## TASK OBJECTIVE
Which lines in the items below contain the word "rough"? Copy each of them out in full.

DATA SHOWN Block Start

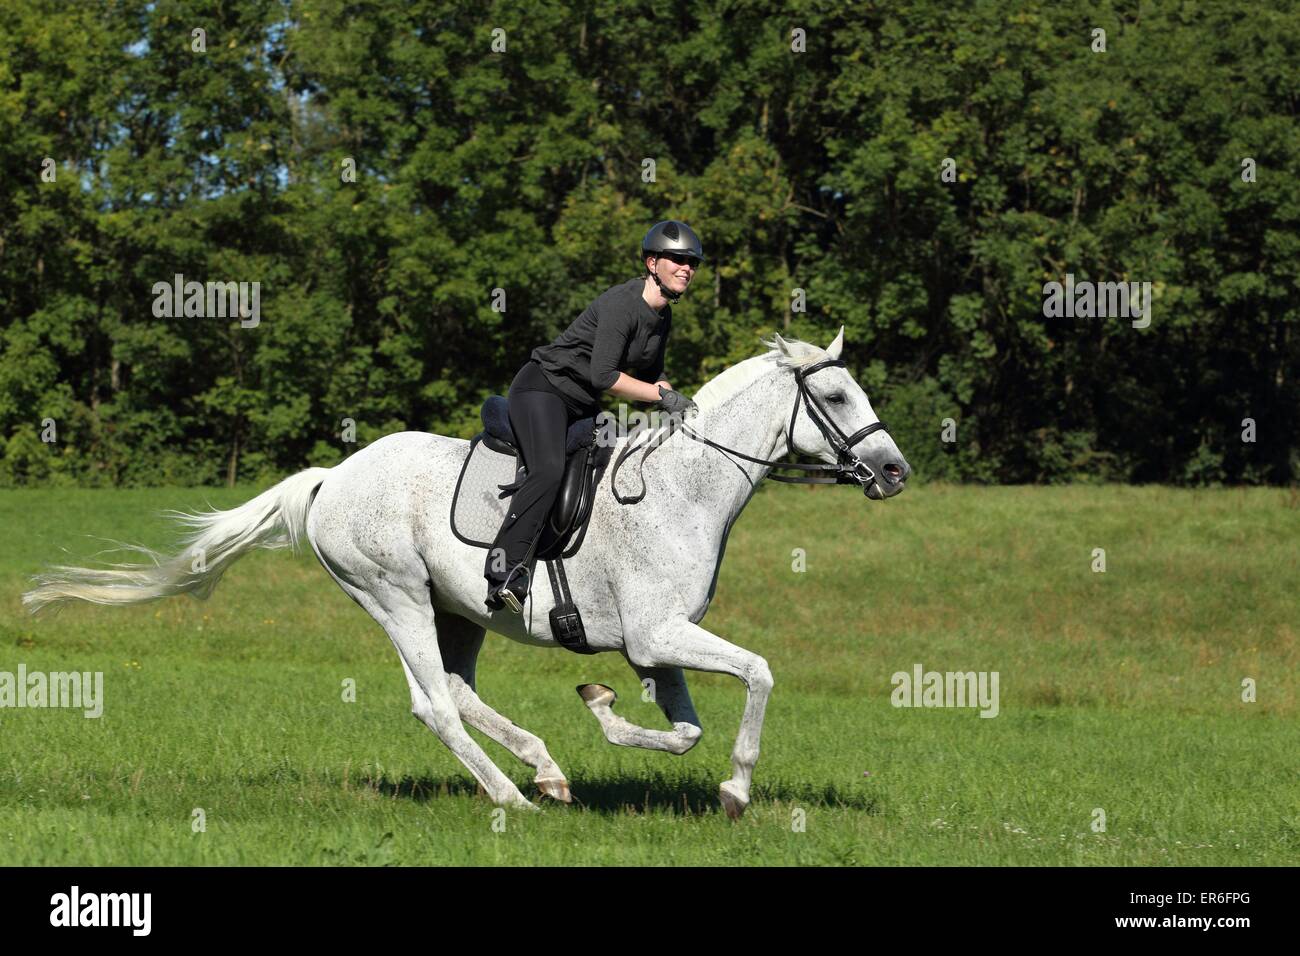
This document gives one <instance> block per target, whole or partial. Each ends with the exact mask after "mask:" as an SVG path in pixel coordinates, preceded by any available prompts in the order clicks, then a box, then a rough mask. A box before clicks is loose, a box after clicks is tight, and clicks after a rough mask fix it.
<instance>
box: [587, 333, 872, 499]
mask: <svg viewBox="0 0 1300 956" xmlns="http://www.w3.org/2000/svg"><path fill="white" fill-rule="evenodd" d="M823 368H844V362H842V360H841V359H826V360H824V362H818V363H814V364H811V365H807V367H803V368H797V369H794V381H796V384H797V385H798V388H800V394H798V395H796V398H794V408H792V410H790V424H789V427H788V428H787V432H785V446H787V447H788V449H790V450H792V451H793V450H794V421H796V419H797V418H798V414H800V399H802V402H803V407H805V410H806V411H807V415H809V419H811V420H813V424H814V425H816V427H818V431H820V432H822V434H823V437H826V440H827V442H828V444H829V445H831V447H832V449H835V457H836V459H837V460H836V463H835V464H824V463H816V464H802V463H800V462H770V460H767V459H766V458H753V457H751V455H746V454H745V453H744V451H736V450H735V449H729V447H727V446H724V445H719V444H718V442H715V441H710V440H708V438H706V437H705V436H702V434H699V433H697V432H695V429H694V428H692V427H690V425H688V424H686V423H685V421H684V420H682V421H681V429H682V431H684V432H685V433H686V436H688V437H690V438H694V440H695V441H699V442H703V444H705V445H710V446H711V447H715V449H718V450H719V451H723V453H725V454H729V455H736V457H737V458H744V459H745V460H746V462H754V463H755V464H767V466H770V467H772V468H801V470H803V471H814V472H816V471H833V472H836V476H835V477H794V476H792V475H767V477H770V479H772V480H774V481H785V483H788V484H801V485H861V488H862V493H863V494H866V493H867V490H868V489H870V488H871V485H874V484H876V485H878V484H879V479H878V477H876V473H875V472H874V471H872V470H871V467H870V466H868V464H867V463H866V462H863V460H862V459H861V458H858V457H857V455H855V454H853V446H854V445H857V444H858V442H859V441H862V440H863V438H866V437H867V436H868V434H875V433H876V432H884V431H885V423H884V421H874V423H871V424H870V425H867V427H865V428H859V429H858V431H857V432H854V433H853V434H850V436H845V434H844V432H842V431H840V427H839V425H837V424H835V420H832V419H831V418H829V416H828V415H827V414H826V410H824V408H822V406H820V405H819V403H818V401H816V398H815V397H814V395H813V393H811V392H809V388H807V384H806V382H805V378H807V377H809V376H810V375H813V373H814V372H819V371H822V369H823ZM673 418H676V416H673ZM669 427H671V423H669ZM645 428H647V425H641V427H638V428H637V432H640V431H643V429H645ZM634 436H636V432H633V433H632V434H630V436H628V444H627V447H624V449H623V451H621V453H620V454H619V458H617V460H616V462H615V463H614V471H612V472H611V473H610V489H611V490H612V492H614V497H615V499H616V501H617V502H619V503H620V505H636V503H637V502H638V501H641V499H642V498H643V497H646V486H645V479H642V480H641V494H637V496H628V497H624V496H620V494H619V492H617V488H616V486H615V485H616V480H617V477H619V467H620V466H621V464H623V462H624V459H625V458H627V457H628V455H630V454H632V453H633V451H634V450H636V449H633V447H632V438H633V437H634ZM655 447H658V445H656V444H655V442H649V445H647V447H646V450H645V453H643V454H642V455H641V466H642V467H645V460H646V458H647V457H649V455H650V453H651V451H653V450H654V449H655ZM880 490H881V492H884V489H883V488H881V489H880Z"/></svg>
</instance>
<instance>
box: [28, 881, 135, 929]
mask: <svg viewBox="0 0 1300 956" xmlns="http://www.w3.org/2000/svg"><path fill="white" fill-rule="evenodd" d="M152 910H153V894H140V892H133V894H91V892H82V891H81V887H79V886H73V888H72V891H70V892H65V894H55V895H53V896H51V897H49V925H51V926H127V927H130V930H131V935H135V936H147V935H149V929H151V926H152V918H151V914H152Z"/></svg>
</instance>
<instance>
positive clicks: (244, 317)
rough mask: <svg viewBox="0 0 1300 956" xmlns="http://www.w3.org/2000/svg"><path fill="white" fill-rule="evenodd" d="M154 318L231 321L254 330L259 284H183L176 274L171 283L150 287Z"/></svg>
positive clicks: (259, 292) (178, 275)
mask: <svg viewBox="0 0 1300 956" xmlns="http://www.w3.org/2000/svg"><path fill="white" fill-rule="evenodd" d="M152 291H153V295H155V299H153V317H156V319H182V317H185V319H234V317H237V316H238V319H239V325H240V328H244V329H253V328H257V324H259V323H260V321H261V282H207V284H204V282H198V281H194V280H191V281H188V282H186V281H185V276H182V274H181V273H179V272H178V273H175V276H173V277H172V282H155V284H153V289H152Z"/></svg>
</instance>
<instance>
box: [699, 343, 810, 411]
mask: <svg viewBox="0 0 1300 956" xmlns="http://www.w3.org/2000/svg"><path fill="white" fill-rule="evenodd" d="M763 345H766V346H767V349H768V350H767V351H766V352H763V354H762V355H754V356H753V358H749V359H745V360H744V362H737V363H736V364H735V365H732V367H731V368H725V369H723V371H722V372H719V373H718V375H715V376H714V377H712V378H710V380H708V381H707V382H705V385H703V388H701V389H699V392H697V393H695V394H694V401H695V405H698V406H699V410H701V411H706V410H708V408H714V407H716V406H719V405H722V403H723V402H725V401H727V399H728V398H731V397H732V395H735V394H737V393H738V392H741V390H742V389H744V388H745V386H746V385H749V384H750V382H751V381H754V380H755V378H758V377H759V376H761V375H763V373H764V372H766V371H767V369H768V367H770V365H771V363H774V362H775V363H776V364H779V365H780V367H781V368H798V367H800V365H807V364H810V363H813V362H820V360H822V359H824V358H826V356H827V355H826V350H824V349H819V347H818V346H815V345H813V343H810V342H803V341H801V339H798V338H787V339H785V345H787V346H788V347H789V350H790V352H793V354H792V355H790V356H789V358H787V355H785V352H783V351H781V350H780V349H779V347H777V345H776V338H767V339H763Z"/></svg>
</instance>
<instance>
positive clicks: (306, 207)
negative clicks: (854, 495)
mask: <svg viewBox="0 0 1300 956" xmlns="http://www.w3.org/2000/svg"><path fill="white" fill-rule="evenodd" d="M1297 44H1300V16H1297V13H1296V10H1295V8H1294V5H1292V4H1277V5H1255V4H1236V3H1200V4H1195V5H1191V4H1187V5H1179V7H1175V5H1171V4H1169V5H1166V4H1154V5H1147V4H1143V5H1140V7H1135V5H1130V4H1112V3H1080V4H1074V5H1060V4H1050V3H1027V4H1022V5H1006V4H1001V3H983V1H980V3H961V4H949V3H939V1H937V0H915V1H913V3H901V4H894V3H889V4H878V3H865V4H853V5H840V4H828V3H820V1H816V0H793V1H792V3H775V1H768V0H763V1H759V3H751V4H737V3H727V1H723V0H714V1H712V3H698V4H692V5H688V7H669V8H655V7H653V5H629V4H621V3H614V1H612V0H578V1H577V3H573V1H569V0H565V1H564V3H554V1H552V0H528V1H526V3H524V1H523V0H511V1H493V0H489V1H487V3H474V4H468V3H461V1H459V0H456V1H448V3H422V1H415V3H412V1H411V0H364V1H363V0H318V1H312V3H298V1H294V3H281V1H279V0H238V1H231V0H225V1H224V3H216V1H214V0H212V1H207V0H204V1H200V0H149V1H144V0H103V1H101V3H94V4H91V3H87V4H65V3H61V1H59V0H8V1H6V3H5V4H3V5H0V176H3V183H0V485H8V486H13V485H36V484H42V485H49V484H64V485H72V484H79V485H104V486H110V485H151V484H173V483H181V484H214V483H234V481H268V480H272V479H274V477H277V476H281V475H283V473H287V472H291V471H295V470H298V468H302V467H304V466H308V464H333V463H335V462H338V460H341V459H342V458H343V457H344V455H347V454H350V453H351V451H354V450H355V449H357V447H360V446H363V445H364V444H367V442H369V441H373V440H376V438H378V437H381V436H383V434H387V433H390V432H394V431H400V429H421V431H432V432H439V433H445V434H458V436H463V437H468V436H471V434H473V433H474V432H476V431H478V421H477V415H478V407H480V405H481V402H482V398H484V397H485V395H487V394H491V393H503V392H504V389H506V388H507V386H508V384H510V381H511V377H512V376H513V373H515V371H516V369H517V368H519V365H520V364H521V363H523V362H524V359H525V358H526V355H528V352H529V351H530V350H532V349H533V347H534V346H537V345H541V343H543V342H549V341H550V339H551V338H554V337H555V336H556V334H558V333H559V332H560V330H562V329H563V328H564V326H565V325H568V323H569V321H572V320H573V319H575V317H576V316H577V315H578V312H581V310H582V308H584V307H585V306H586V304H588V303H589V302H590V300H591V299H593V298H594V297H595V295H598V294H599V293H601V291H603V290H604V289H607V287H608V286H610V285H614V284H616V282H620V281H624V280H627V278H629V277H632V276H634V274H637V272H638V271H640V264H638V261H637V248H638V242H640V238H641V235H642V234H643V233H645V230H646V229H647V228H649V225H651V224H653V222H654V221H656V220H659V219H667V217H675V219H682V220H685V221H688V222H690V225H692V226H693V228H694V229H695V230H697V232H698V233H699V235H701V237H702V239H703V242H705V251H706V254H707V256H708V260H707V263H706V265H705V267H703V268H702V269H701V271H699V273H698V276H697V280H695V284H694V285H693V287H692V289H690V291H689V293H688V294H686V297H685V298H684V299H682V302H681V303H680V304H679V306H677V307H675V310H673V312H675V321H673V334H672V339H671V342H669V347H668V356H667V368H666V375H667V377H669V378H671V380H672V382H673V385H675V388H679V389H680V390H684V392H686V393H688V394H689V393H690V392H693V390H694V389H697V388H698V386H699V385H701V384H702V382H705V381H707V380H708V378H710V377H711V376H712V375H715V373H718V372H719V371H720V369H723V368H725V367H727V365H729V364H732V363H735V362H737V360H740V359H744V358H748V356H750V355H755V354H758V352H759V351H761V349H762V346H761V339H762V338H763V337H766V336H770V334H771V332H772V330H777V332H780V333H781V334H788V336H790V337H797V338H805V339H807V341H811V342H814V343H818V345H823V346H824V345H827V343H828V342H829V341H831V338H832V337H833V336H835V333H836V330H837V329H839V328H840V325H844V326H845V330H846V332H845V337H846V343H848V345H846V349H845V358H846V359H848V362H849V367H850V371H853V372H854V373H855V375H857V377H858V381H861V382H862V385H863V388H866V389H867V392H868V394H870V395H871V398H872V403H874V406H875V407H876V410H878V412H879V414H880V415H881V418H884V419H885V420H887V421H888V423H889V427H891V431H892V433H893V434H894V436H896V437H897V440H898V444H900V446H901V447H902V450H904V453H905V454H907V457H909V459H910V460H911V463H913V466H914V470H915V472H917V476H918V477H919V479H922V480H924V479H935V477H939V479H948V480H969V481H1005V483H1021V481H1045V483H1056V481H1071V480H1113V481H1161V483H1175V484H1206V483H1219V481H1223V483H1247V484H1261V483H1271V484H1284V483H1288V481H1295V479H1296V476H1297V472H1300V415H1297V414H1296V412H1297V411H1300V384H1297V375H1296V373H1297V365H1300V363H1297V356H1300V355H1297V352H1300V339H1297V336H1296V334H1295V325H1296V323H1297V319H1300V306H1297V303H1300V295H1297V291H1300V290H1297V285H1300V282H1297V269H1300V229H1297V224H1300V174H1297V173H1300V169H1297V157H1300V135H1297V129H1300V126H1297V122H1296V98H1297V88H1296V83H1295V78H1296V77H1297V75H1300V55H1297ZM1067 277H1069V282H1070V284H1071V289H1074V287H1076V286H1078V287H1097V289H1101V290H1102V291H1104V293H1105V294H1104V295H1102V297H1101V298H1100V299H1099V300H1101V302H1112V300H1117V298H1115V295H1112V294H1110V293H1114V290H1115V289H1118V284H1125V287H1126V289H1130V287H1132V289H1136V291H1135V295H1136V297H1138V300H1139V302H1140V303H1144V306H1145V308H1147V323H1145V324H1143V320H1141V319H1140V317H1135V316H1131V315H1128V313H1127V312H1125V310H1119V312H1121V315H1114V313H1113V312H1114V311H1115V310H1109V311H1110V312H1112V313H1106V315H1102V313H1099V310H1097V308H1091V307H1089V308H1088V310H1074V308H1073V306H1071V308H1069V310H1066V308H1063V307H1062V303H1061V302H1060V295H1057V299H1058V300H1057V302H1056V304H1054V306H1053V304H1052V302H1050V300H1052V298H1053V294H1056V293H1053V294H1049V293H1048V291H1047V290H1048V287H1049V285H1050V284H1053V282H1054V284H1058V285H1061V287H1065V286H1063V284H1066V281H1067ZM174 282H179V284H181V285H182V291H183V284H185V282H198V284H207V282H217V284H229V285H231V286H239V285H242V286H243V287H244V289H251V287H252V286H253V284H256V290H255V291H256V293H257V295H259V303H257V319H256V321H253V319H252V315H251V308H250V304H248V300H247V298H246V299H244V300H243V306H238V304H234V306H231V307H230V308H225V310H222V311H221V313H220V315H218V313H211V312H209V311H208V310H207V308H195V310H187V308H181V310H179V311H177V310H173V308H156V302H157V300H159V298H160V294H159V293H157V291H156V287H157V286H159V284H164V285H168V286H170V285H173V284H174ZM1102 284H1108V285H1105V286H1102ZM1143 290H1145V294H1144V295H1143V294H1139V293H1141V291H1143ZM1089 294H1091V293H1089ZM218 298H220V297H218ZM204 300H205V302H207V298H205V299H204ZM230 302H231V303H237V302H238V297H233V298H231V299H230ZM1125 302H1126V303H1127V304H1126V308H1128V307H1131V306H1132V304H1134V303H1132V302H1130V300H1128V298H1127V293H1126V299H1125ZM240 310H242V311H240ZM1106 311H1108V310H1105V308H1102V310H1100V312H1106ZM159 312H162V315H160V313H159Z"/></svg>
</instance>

DATA SHOWN Block End

## THE ANSWER
This document gives one <instance> block per target, whole or partial. Each ends with the exact mask after "mask:" as an SVG path in pixel coordinates, preceded by any available prompts in the order clicks, then a box, then a rough mask. A box before clicks is loose, a box after clicks is tight, and clicks after a rough mask fix it.
rough mask: <svg viewBox="0 0 1300 956" xmlns="http://www.w3.org/2000/svg"><path fill="white" fill-rule="evenodd" d="M154 318L231 321L254 330L259 284H183L176 274L171 283L150 287Z"/></svg>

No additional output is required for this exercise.